> _Work to be completed_
All of the records should be given again exactly as they appear.
┌──
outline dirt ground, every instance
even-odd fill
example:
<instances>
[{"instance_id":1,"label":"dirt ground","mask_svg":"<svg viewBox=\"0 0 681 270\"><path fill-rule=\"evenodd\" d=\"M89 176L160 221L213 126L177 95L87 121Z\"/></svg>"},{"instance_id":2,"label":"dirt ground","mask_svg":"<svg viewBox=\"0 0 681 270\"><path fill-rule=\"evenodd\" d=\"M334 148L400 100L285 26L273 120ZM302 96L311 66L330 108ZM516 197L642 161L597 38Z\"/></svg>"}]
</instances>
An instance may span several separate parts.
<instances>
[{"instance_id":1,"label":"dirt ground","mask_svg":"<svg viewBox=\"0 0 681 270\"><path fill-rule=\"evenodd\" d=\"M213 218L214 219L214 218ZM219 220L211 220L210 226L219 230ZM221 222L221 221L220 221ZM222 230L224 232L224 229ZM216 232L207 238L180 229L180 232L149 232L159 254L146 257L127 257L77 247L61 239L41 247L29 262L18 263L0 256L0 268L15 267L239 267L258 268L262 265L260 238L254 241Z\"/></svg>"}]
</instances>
└──
> _Result of this task_
outline dirt ground, every instance
even-odd fill
example:
<instances>
[{"instance_id":1,"label":"dirt ground","mask_svg":"<svg viewBox=\"0 0 681 270\"><path fill-rule=\"evenodd\" d=\"M89 176L160 221L213 126L177 95L87 121Z\"/></svg>"},{"instance_id":2,"label":"dirt ground","mask_svg":"<svg viewBox=\"0 0 681 270\"><path fill-rule=\"evenodd\" d=\"M334 148L400 100L285 26L273 120ZM302 96L311 66L330 108ZM516 197L642 161L597 38Z\"/></svg>"}]
</instances>
An instance may span several separate parts.
<instances>
[{"instance_id":1,"label":"dirt ground","mask_svg":"<svg viewBox=\"0 0 681 270\"><path fill-rule=\"evenodd\" d=\"M213 218L214 219L214 218ZM219 220L211 220L210 226L219 230ZM221 222L221 221L220 221ZM222 230L224 232L224 229ZM216 232L207 238L180 229L180 232L149 232L159 254L146 257L127 257L77 247L61 239L41 247L29 262L18 263L0 256L0 268L15 267L239 267L258 268L262 265L260 238L254 241Z\"/></svg>"}]
</instances>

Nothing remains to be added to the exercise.